◆ BRIEF ◆
Each line below should be retyped exactly, with no pictures.

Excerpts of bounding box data

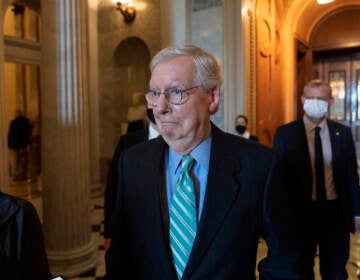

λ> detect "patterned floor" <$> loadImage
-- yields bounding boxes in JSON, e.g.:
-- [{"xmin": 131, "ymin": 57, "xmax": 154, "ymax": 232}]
[{"xmin": 10, "ymin": 180, "xmax": 359, "ymax": 280}]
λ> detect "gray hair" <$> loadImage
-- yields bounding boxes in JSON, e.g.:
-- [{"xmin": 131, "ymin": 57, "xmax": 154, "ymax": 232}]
[
  {"xmin": 303, "ymin": 80, "xmax": 332, "ymax": 98},
  {"xmin": 150, "ymin": 45, "xmax": 222, "ymax": 91}
]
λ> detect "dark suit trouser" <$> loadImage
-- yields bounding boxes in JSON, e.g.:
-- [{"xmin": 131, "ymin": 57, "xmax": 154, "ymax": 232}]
[{"xmin": 301, "ymin": 201, "xmax": 350, "ymax": 280}]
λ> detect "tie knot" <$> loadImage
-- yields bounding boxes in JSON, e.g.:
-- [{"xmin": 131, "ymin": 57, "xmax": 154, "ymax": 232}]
[{"xmin": 181, "ymin": 155, "xmax": 195, "ymax": 171}]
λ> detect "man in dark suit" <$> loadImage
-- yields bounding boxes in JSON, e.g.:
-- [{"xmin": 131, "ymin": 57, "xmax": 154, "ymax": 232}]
[
  {"xmin": 0, "ymin": 192, "xmax": 51, "ymax": 280},
  {"xmin": 274, "ymin": 80, "xmax": 360, "ymax": 280},
  {"xmin": 104, "ymin": 108, "xmax": 159, "ymax": 251},
  {"xmin": 106, "ymin": 46, "xmax": 299, "ymax": 280}
]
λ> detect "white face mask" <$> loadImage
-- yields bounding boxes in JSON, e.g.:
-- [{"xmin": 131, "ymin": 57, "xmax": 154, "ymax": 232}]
[{"xmin": 304, "ymin": 99, "xmax": 329, "ymax": 119}]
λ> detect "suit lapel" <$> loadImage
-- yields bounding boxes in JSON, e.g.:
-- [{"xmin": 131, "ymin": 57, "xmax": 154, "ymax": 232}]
[
  {"xmin": 292, "ymin": 119, "xmax": 312, "ymax": 188},
  {"xmin": 183, "ymin": 132, "xmax": 240, "ymax": 279},
  {"xmin": 327, "ymin": 120, "xmax": 342, "ymax": 168},
  {"xmin": 144, "ymin": 137, "xmax": 176, "ymax": 279}
]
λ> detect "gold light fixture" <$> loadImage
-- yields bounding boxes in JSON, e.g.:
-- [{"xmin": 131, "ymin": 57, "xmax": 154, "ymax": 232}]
[
  {"xmin": 317, "ymin": 0, "xmax": 334, "ymax": 5},
  {"xmin": 113, "ymin": 0, "xmax": 136, "ymax": 23}
]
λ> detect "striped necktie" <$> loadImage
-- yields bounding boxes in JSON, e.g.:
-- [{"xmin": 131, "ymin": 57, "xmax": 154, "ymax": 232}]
[{"xmin": 170, "ymin": 155, "xmax": 197, "ymax": 279}]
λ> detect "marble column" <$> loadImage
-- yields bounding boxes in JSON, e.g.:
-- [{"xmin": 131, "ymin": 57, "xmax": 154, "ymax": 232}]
[
  {"xmin": 41, "ymin": 0, "xmax": 98, "ymax": 277},
  {"xmin": 0, "ymin": 5, "xmax": 10, "ymax": 192}
]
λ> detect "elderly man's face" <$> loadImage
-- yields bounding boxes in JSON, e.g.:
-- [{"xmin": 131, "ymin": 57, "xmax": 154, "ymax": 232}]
[{"xmin": 150, "ymin": 56, "xmax": 219, "ymax": 154}]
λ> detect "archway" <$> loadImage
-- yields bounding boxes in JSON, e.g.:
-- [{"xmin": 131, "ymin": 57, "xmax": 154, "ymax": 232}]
[{"xmin": 281, "ymin": 0, "xmax": 359, "ymax": 122}]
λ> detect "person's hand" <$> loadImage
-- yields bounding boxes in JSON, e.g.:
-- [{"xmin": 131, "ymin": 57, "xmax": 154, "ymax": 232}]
[
  {"xmin": 104, "ymin": 238, "xmax": 111, "ymax": 251},
  {"xmin": 354, "ymin": 216, "xmax": 360, "ymax": 234}
]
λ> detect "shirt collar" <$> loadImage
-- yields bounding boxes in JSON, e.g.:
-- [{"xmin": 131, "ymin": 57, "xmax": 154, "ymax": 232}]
[
  {"xmin": 303, "ymin": 115, "xmax": 327, "ymax": 132},
  {"xmin": 169, "ymin": 137, "xmax": 211, "ymax": 174},
  {"xmin": 148, "ymin": 122, "xmax": 159, "ymax": 140}
]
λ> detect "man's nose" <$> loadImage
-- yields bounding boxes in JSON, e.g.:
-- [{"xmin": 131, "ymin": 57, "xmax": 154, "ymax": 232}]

◆ EXERCISE SOLUTION ◆
λ> detect "patterned floor" <$> loadImage
-- yields bounding boxes in JSON, e.g.:
-- [{"xmin": 131, "ymin": 57, "xmax": 154, "ymax": 232}]
[{"xmin": 10, "ymin": 180, "xmax": 359, "ymax": 280}]
λ> detect "gray hair" <$> loadImage
-- yields bounding boxes in JSON, e.g.:
-- [{"xmin": 131, "ymin": 57, "xmax": 154, "ymax": 232}]
[
  {"xmin": 303, "ymin": 80, "xmax": 332, "ymax": 98},
  {"xmin": 150, "ymin": 45, "xmax": 222, "ymax": 91}
]
λ> detect "dark suit trouser" <$> loadImage
-- yields bounding boxes in JSON, e.g.:
-- [{"xmin": 131, "ymin": 57, "xmax": 154, "ymax": 232}]
[{"xmin": 301, "ymin": 201, "xmax": 350, "ymax": 280}]
λ> detect "tie knot" <$> loadImage
-- yields bounding boxes in JSON, e.g.:
-- [{"xmin": 131, "ymin": 57, "xmax": 154, "ymax": 232}]
[{"xmin": 181, "ymin": 155, "xmax": 195, "ymax": 171}]
λ> detect "man in dark suit" <$> loadImage
-- yields bounding boxes in JSON, e.g.:
-- [{"xmin": 131, "ymin": 57, "xmax": 154, "ymax": 232}]
[
  {"xmin": 0, "ymin": 192, "xmax": 51, "ymax": 280},
  {"xmin": 274, "ymin": 80, "xmax": 360, "ymax": 280},
  {"xmin": 104, "ymin": 108, "xmax": 159, "ymax": 251},
  {"xmin": 106, "ymin": 46, "xmax": 299, "ymax": 280}
]
λ> detect "white face mask" <$> loadImage
-- yields bounding boxes in JSON, e.g.:
-- [{"xmin": 131, "ymin": 57, "xmax": 154, "ymax": 232}]
[{"xmin": 304, "ymin": 99, "xmax": 329, "ymax": 119}]
λ> detect "suit lapel" <$> loadImage
-- yields bounding boxes in JSON, e.g.:
-- [{"xmin": 131, "ymin": 57, "xmax": 154, "ymax": 232}]
[
  {"xmin": 292, "ymin": 119, "xmax": 312, "ymax": 188},
  {"xmin": 183, "ymin": 132, "xmax": 240, "ymax": 279},
  {"xmin": 327, "ymin": 120, "xmax": 342, "ymax": 168},
  {"xmin": 144, "ymin": 137, "xmax": 176, "ymax": 279}
]
λ> detect "gold light fixture" <$> loadImage
-- yields bounding boxes in JSON, e.g.:
-- [{"xmin": 131, "ymin": 57, "xmax": 154, "ymax": 232}]
[
  {"xmin": 317, "ymin": 0, "xmax": 334, "ymax": 5},
  {"xmin": 113, "ymin": 0, "xmax": 136, "ymax": 23}
]
λ> detect "striped necktie" <$> loadImage
-- yields bounding boxes in JSON, e.g.:
-- [{"xmin": 131, "ymin": 57, "xmax": 154, "ymax": 232}]
[{"xmin": 170, "ymin": 155, "xmax": 197, "ymax": 279}]
λ> detect "marble column" <$> loadImage
-- yields bounding boxes in JSON, e.g.:
-- [{"xmin": 131, "ymin": 57, "xmax": 154, "ymax": 232}]
[
  {"xmin": 41, "ymin": 0, "xmax": 98, "ymax": 277},
  {"xmin": 0, "ymin": 5, "xmax": 10, "ymax": 192}
]
λ> detect "elderly man's face" <$> loadImage
-- yields bounding boxes in JSON, e.g.:
-- [{"xmin": 131, "ymin": 57, "xmax": 154, "ymax": 232}]
[{"xmin": 150, "ymin": 56, "xmax": 219, "ymax": 154}]
λ> detect "archway" <$> loadImage
-- yields bounding boxes in JSON, e.g.:
-- [{"xmin": 131, "ymin": 57, "xmax": 154, "ymax": 232}]
[{"xmin": 281, "ymin": 0, "xmax": 359, "ymax": 122}]
λ> detect "person's hand" <$> loadImage
-- yields bounding boxes in JSON, e.g.:
-- [{"xmin": 131, "ymin": 57, "xmax": 154, "ymax": 232}]
[
  {"xmin": 104, "ymin": 238, "xmax": 111, "ymax": 251},
  {"xmin": 354, "ymin": 216, "xmax": 360, "ymax": 234}
]
λ> detect "shirt collar" <$> loadImage
-- yields bounding boxes in JSON, e.g.:
-- [{"xmin": 131, "ymin": 57, "xmax": 154, "ymax": 232}]
[
  {"xmin": 303, "ymin": 115, "xmax": 327, "ymax": 132},
  {"xmin": 169, "ymin": 137, "xmax": 211, "ymax": 174},
  {"xmin": 148, "ymin": 122, "xmax": 159, "ymax": 140}
]
λ> detect "man's nose" <$> loadImage
-- yields bounding boxes in JSON, e.g.:
-- [{"xmin": 131, "ymin": 57, "xmax": 154, "ymax": 232}]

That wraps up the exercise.